# INSTRUCTIONS FOR THE TASK
From the line that includes "blouse, one per instance" to the last line of the records, inclusive, repeat each line exactly.

Named object pointing entries:
----

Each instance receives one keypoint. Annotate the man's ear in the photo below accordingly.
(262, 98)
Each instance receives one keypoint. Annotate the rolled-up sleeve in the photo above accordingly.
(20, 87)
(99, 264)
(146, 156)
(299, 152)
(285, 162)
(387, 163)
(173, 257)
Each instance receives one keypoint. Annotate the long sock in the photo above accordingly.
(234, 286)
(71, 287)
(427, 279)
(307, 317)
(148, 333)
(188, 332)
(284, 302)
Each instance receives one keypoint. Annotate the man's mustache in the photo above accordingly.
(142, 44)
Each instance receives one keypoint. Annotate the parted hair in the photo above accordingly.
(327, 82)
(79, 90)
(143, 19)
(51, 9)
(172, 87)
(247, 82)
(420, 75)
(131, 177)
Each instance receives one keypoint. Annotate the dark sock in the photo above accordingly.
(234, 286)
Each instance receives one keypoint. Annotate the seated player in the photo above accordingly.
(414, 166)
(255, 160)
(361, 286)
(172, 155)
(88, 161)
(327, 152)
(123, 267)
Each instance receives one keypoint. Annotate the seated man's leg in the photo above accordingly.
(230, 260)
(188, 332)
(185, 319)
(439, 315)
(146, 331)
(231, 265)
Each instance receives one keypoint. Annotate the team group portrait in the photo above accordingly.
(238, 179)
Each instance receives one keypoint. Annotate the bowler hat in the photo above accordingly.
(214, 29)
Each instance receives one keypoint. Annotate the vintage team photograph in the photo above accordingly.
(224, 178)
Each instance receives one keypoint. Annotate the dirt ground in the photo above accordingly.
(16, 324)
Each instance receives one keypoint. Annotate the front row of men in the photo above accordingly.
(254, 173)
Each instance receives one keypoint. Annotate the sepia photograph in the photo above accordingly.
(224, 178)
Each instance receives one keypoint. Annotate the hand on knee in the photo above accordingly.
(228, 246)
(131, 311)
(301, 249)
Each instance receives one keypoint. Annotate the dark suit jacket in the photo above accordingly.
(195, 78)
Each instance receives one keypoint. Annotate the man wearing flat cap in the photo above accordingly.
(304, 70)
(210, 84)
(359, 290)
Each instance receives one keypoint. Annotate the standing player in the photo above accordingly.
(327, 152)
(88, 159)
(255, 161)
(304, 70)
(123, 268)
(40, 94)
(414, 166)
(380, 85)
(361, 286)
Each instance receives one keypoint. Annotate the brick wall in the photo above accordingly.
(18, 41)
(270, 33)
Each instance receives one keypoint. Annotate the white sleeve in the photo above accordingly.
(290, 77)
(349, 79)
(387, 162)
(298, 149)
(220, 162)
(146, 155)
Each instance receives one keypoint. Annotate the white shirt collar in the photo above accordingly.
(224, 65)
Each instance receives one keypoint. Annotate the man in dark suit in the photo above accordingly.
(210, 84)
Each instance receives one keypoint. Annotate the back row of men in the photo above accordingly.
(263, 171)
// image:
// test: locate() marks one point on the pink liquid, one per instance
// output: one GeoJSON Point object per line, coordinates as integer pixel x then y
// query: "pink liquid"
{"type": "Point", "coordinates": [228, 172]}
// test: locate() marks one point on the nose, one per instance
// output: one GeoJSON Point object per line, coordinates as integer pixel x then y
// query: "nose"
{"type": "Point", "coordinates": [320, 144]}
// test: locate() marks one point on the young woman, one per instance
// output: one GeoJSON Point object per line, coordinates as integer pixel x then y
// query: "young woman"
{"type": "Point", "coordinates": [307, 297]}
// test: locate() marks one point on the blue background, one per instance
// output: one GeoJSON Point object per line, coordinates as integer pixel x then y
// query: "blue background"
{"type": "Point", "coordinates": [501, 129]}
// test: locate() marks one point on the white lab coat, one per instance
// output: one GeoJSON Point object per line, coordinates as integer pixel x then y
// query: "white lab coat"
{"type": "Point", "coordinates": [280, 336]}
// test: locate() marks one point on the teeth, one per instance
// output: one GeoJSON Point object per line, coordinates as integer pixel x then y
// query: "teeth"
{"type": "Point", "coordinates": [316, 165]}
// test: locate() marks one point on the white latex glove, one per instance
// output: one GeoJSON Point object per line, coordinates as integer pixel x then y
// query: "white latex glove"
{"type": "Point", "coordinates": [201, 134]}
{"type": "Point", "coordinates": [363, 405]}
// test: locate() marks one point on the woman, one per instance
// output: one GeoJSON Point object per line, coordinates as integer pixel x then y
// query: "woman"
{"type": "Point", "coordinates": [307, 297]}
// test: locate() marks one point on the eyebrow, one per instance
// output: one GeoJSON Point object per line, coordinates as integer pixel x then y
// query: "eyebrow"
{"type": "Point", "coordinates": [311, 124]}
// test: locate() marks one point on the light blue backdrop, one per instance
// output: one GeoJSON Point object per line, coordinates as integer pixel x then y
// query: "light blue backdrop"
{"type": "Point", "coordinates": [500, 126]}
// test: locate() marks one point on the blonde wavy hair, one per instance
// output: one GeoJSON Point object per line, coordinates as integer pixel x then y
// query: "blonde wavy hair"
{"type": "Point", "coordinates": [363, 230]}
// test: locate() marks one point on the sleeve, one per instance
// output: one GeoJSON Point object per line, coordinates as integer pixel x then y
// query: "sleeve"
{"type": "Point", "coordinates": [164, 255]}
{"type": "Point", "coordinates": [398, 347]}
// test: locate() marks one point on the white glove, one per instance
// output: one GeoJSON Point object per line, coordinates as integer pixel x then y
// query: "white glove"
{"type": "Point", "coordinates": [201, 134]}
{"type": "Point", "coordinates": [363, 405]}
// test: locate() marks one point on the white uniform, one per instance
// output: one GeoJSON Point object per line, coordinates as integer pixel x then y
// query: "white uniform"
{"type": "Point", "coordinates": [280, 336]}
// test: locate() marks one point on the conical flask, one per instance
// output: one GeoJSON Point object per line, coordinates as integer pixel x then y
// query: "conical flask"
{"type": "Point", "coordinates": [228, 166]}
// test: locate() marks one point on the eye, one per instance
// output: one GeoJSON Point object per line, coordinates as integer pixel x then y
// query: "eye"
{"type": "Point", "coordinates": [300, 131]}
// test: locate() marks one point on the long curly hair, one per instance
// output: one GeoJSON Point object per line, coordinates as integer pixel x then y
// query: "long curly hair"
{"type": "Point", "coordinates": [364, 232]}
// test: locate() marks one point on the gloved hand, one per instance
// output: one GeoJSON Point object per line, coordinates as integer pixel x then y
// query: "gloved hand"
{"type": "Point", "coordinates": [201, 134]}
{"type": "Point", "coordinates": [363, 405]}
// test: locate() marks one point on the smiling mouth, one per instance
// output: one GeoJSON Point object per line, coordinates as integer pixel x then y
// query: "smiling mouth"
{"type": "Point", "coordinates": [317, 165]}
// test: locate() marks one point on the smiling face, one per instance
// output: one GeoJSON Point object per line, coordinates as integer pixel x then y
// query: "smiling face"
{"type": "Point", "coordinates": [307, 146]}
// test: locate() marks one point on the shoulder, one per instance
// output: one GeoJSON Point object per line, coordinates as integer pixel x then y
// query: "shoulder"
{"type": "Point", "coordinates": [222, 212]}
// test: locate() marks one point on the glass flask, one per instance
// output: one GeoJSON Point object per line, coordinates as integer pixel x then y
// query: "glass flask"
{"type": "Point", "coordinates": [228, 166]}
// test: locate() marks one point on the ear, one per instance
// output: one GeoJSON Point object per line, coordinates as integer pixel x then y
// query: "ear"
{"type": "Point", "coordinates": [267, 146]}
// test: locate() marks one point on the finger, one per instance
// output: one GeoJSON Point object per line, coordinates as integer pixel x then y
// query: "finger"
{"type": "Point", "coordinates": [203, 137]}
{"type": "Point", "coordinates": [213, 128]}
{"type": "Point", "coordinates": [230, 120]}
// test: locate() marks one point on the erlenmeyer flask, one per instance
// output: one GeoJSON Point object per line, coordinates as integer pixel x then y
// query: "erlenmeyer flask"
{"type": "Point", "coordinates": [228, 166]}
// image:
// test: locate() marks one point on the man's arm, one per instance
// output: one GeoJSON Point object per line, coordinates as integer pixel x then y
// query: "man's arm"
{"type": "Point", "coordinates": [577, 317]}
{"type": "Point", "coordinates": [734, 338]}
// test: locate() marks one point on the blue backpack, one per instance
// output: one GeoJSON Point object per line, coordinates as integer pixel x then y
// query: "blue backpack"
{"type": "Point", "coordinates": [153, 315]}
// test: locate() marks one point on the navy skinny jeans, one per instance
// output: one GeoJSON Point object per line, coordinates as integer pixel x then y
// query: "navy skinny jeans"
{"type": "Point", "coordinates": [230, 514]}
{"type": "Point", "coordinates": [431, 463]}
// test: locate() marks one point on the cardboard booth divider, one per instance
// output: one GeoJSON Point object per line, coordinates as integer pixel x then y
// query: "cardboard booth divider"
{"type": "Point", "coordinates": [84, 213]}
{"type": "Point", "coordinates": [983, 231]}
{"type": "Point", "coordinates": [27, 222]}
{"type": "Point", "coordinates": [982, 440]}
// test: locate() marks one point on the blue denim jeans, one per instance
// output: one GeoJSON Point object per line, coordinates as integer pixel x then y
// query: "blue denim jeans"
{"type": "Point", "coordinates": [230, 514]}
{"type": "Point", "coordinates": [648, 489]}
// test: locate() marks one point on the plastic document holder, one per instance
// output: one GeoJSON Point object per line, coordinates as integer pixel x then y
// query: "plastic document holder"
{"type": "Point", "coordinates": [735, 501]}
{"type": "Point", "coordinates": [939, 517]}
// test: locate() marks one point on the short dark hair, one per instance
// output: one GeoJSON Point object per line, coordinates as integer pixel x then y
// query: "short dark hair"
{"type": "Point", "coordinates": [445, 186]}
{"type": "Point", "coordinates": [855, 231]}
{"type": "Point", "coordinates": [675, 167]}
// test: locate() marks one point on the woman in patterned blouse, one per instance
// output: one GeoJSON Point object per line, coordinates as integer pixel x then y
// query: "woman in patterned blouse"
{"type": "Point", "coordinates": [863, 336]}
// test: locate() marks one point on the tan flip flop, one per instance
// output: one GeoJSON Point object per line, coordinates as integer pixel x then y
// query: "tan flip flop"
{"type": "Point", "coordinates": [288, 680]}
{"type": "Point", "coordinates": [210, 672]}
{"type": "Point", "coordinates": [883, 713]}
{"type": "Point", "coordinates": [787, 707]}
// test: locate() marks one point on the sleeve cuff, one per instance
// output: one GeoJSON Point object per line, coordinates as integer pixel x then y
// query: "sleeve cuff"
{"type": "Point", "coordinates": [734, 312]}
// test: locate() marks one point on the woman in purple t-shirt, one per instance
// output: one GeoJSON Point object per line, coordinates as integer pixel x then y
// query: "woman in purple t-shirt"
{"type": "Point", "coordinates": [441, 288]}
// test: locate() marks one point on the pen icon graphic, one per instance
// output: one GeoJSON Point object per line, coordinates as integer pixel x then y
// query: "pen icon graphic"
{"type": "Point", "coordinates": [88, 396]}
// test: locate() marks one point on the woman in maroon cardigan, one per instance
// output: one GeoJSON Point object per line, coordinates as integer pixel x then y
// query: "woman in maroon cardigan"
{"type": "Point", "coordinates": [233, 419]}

----

# RESPONSE TO THIS EXERCISE
// test: locate() marks one point on the woman in patterned blouse, one per instance
// output: one GeoJSON Point object per line, coordinates as integer pixel x then y
// query: "woman in patterned blouse"
{"type": "Point", "coordinates": [863, 336]}
// test: locate() marks one point on the tan flip flop, one per instance
// output: one GeoJSON Point object per line, coordinates as integer pixel x then y
// query: "tan flip flop"
{"type": "Point", "coordinates": [288, 680]}
{"type": "Point", "coordinates": [210, 672]}
{"type": "Point", "coordinates": [883, 713]}
{"type": "Point", "coordinates": [787, 707]}
// test: locate() marks one point on the sleeve cuff, one per instance
// output: one GeoJSON Point object per line, coordinates as integer pixel x then y
// query: "sleeve cuff"
{"type": "Point", "coordinates": [734, 312]}
// test: locate() marks one point on the woman in purple t-shirt, one per instance
// output: one GeoJSON Point object per line, coordinates as integer pixel x then y
// query: "woman in purple t-shirt"
{"type": "Point", "coordinates": [441, 288]}
// test: locate() marks one point on the pen icon graphic, one per instance
// output: one GeoJSON Point object per line, coordinates as integer pixel x then y
// query: "pen icon graphic"
{"type": "Point", "coordinates": [88, 396]}
// test: locate() marks one point on the woman in maroon cardigan, one per instance
// output: one GeoJSON Point object per line, coordinates as integer pixel x then y
// query: "woman in maroon cardigan"
{"type": "Point", "coordinates": [233, 419]}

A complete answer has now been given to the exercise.